ABOUT THIS EXERCISE:
Could you give the records below again exactly, without the pictures?
BEGIN THE DATA
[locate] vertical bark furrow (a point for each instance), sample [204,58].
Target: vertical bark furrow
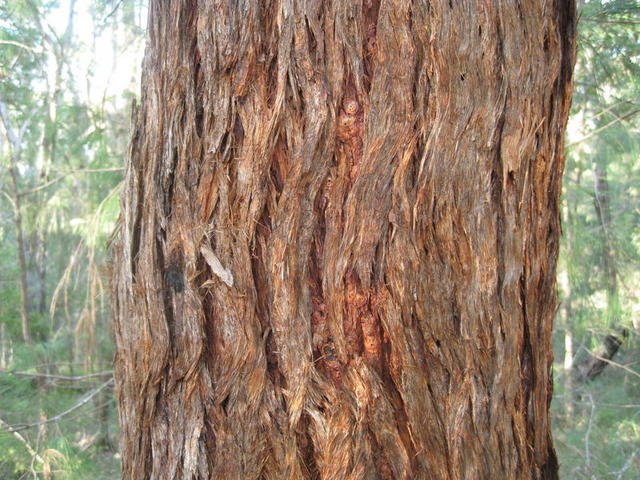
[339,238]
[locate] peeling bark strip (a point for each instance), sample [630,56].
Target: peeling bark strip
[339,239]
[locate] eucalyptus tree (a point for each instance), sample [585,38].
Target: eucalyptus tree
[340,225]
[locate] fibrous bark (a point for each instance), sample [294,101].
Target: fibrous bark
[339,238]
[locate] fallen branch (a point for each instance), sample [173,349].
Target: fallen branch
[83,401]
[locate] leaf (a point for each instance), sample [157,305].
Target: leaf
[216,267]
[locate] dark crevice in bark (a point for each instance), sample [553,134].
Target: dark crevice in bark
[371,10]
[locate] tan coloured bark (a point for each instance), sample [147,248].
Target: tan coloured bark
[339,239]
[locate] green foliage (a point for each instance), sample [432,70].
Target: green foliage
[73,129]
[597,423]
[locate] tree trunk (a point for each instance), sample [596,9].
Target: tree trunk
[339,237]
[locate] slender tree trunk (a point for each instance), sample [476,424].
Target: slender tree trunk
[339,238]
[15,140]
[603,210]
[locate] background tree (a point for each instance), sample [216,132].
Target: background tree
[600,254]
[339,234]
[62,137]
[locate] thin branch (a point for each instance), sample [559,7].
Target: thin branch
[42,187]
[17,44]
[115,9]
[83,401]
[89,170]
[24,441]
[615,364]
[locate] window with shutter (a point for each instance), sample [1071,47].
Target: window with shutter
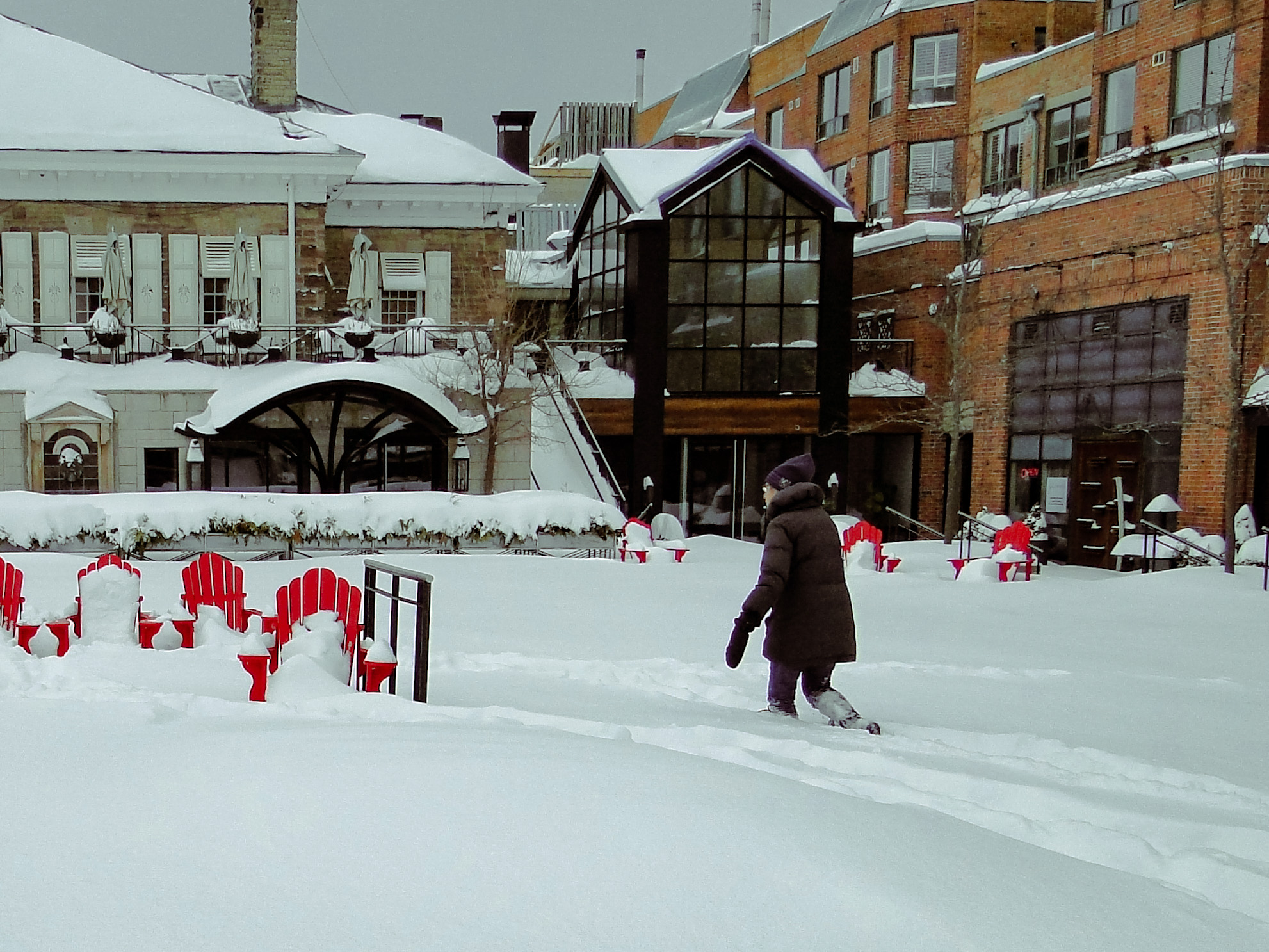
END THE DATA
SOLUTION BELOW:
[locate] vertical bark furrow (a point for each instance), sample [204,58].
Target: vertical bark furrow
[339,238]
[locate] peeling bark strip (a point for each instance), sample [630,56].
Target: peeling bark strip
[339,239]
[locate] eucalyptus tree (a point for each instance), sample [585,38].
Target: eucalyptus tree
[340,225]
[locate] fibrous bark (a point for each instance), sample [294,101].
Target: fibrous bark
[339,238]
[locate] fallen branch (a point for each instance), sample [173,349].
Target: fallen branch
[83,401]
[locate] leaf (a point for each instance), sample [157,305].
Target: leaf
[216,267]
[locate] dark crevice in bark (a point for each instance), sample [553,134].
Target: dark crevice in bark
[371,10]
[locate] tan coloured bark (a point for each instance), sample [147,248].
Target: tan coloured bark
[339,239]
[locate] green foliage (a point for each instance), sample [432,70].
Target: green foliage
[73,129]
[597,423]
[locate] tree trunk (a point for each instance), sample [596,9].
Target: tree trunk
[339,237]
[locate] slender tree trunk (a point for each instance), sample [476,424].
Target: slender tree trunk
[339,238]
[15,140]
[603,210]
[locate] background tree (a point for each instance), sample [216,132].
Target: background tree
[600,254]
[339,234]
[62,137]
[locate] thin branch (a point for each instance), sample [559,7].
Target: thin branch
[42,187]
[17,44]
[115,9]
[83,401]
[89,170]
[24,441]
[615,364]
[locate] window with shutter (a point for each instance), sample [1071,47].
Target: window with shutter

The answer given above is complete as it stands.